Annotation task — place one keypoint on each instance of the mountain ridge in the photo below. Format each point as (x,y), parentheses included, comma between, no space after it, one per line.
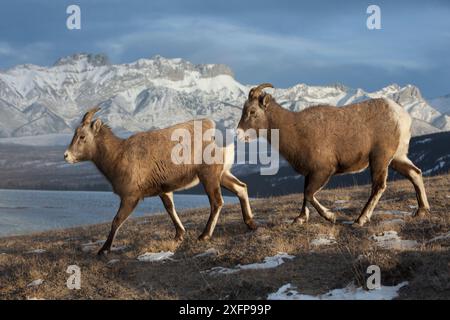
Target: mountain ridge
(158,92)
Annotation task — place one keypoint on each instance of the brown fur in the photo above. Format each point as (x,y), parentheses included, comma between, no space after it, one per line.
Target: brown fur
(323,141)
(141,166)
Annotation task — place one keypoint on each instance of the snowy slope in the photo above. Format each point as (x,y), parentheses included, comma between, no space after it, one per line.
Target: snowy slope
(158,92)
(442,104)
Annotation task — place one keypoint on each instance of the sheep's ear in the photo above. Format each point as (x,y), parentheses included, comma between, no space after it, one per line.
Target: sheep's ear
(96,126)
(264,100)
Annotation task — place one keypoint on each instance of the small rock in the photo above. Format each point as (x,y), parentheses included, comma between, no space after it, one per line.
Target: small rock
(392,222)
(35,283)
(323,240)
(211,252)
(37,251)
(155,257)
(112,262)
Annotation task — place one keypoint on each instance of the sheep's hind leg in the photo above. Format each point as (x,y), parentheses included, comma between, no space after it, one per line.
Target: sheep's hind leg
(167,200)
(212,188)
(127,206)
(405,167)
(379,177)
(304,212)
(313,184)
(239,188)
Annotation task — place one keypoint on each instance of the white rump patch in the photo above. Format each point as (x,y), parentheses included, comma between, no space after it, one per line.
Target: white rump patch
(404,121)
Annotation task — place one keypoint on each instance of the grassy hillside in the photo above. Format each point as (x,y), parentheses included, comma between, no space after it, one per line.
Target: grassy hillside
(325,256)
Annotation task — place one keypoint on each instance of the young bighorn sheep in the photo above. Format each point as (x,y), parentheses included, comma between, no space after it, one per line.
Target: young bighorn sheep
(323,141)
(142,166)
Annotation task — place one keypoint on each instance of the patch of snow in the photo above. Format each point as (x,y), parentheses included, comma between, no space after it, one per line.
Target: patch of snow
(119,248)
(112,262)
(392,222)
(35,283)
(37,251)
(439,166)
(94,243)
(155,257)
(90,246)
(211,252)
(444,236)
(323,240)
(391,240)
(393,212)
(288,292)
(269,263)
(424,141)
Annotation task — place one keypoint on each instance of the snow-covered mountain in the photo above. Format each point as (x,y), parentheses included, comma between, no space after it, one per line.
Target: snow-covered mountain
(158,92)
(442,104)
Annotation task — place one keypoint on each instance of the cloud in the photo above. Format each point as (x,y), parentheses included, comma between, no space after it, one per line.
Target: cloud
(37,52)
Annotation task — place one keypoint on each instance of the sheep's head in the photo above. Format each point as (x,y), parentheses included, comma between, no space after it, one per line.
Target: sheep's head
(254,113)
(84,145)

++++++++++++++++++++

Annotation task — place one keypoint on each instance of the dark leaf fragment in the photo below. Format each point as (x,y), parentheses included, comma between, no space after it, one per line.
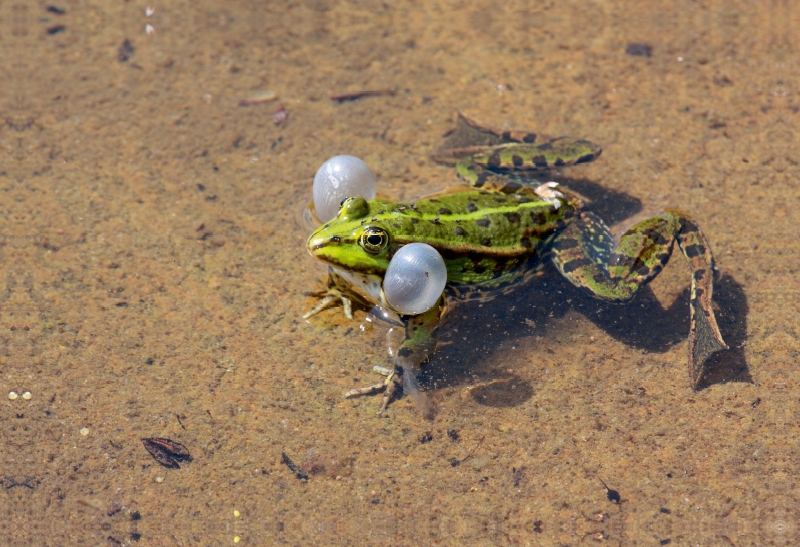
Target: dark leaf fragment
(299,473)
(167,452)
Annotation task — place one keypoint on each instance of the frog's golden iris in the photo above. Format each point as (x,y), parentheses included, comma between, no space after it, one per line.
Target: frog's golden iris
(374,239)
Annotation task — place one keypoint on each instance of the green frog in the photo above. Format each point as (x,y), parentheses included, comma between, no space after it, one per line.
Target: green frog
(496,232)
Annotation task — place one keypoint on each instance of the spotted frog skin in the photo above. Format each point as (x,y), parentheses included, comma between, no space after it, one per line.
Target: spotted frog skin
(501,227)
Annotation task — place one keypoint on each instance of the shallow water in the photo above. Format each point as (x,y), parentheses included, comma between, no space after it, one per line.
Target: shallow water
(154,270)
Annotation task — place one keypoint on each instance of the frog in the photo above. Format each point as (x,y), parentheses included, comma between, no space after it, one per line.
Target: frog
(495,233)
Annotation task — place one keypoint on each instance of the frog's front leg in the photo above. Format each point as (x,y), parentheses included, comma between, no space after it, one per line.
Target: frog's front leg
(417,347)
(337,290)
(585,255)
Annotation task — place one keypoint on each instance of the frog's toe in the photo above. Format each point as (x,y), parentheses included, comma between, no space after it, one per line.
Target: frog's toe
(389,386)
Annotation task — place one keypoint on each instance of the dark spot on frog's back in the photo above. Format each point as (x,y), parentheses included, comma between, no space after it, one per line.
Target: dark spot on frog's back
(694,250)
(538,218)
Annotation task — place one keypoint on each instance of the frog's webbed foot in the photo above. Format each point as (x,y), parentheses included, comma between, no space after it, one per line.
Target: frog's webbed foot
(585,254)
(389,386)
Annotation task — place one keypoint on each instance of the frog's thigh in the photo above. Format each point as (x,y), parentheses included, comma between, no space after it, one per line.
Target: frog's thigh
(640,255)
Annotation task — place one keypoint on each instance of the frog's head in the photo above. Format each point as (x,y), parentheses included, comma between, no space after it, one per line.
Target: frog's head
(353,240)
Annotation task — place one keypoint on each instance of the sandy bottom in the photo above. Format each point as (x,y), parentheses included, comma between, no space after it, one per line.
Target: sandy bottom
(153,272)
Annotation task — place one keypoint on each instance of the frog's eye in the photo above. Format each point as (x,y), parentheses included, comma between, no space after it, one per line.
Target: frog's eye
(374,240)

++++++++++++++++++++

* WHAT NEEDS TO BE DONE
Pull out each line of the items above that contains the word "leaf" and copy it. Case counts.

* TASK SOLUTION
Annotation task — place one keypoint on each instance of the dark leaf fragment in the photo below. Format each point as (x,y), parentheses included, comma between, no space after it, one per line.
Target: dark leaf fragment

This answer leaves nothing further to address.